■ **What you need to do**
Could you reproduce, from the records below, everything from the line with "Assume fill-rule evenodd for every path." down to the line with "305L471 195L309 179L284", keeping both of those lines and changing nothing?

■ **Exercise data**
==============================

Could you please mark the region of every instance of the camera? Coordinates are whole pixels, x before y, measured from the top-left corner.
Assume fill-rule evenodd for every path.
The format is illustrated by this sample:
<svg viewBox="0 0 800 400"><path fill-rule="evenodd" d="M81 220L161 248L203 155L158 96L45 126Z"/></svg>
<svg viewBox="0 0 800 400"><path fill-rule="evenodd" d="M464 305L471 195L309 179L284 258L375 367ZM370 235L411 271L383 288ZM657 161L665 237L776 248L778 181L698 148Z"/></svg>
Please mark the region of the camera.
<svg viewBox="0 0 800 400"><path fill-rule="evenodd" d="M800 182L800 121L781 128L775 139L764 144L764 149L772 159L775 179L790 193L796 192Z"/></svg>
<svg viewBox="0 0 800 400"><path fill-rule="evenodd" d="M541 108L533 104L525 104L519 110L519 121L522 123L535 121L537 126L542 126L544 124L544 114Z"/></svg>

==============================

■ **Result for this task**
Assume fill-rule evenodd for every path.
The format is illustrated by this sample:
<svg viewBox="0 0 800 400"><path fill-rule="evenodd" d="M81 220L161 248L203 155L158 96L45 126Z"/></svg>
<svg viewBox="0 0 800 400"><path fill-rule="evenodd" d="M464 305L471 195L309 179L284 258L375 367ZM370 235L411 271L383 288ZM657 161L665 237L776 248L778 181L698 148Z"/></svg>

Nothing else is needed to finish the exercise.